GOAL ▸
Please rewrite the data below, replacing each "large brown rock" with "gray boulder" and leaving everything else unchanged. Leave the pictures out of your answer.

DATA FOR THIS EXERCISE ▸
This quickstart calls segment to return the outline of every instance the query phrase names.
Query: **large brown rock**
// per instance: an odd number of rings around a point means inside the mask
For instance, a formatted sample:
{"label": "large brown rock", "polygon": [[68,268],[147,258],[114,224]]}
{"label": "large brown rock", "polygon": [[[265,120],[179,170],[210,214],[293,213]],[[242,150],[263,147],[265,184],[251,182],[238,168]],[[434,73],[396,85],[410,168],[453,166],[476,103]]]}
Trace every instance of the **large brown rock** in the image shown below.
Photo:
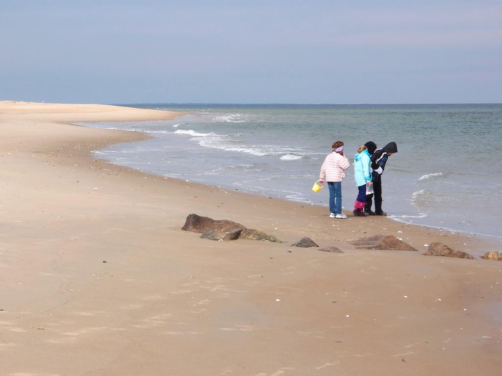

SOLUTION TO THIS PROBLEM ▸
This quickstart calls segment to return the outline of every instance the query phrase names.
Query: **gray boulder**
// per instance: an odd number of rings around a point means inside the mask
For instance, a formatted sample:
{"label": "gray boulder", "polygon": [[68,268],[147,258],[114,224]]}
{"label": "gray boulder", "polygon": [[[265,120],[179,170],[210,214],[293,213]],[[242,150],[263,147],[265,184],[251,182],[238,168]],[[434,73],[396,85],[410,168],[453,166],[476,103]]]}
Trace every instance of the **gray boulder** in the image shown below.
Photo:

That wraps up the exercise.